Begin Available records

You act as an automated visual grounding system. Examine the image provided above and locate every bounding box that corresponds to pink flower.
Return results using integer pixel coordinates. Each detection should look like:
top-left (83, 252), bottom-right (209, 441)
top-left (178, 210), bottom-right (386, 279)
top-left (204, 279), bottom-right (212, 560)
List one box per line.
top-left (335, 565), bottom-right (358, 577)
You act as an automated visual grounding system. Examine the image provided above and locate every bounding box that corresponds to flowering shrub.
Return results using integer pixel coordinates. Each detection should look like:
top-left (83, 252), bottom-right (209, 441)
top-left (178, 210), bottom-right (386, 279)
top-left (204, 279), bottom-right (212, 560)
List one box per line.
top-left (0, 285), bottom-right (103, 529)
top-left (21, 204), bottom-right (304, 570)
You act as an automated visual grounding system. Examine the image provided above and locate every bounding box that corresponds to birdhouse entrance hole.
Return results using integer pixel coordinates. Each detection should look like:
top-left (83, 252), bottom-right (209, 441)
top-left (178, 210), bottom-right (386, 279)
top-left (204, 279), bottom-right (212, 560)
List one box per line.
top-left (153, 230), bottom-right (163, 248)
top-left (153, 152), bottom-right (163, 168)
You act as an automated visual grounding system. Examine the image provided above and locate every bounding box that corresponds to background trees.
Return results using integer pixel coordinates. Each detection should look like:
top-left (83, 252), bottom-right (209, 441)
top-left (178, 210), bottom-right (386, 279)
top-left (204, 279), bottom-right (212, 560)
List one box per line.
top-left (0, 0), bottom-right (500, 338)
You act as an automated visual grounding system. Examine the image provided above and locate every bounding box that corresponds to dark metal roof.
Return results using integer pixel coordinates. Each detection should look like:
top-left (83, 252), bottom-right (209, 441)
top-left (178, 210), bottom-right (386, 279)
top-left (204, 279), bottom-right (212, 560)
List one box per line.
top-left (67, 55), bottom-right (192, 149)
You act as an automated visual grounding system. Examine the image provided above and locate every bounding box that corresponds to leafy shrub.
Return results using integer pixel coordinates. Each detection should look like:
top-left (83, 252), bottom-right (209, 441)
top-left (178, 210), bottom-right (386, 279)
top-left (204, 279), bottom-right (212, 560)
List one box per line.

End Available records

Lay out every line of the items above as a JSON list of strings, with one string for each line and no blank lines.

[
  "You act as an automated visual grounding system. Examine the image provided above and locate every bounding box that corresponds to pink flower.",
  "Return results using integer pixel coordinates. Each detection should look like:",
  "top-left (83, 252), bottom-right (209, 441)",
  "top-left (178, 210), bottom-right (386, 279)",
  "top-left (204, 279), bottom-right (212, 560)",
  "List one box per line.",
  "top-left (335, 565), bottom-right (358, 577)",
  "You act as an automated visual grounding system. Examine the image provided above and locate every bounding box that corresponds to flowering shrub.",
  "Return results using integer pixel coordinates. Each detection should look like:",
  "top-left (83, 252), bottom-right (209, 441)",
  "top-left (178, 210), bottom-right (386, 279)",
  "top-left (204, 279), bottom-right (212, 560)",
  "List one box per line.",
  "top-left (0, 285), bottom-right (103, 529)",
  "top-left (21, 204), bottom-right (304, 570)",
  "You act as an automated visual grounding system. Examine the image provided above and locate every bounding box that corresponds to birdhouse entrance hole.",
  "Return results using integer pixel coordinates. Each detection should look like:",
  "top-left (83, 252), bottom-right (209, 441)",
  "top-left (178, 210), bottom-right (386, 279)",
  "top-left (204, 279), bottom-right (212, 560)",
  "List one box per line.",
  "top-left (153, 230), bottom-right (163, 248)",
  "top-left (153, 152), bottom-right (163, 168)",
  "You act as an automated visual grounding system. Examine the image provided above and locate every bounding box that corresponds to background trees.",
  "Return results using integer pixel coordinates. Each detection should look like:",
  "top-left (83, 252), bottom-right (209, 441)",
  "top-left (178, 210), bottom-right (386, 279)",
  "top-left (204, 279), bottom-right (212, 560)",
  "List one box per line.",
  "top-left (0, 0), bottom-right (500, 338)",
  "You act as an automated visual grounding system. Examine the image provided above and locate every bounding box that corresponds to dark metal roof.",
  "Return results using integer pixel coordinates. Each detection should look like:",
  "top-left (83, 252), bottom-right (209, 441)",
  "top-left (178, 210), bottom-right (386, 279)",
  "top-left (204, 279), bottom-right (212, 560)",
  "List one box per line.",
  "top-left (67, 55), bottom-right (192, 149)",
  "You act as an automated visual grounding system. Examine the image provided above and locate every bounding box that corresponds to leafy shrub.",
  "Return results using integer pixel coordinates. Each detection should look like:",
  "top-left (83, 252), bottom-right (209, 441)",
  "top-left (178, 210), bottom-right (386, 279)",
  "top-left (204, 279), bottom-right (212, 560)",
  "List one box per line."
]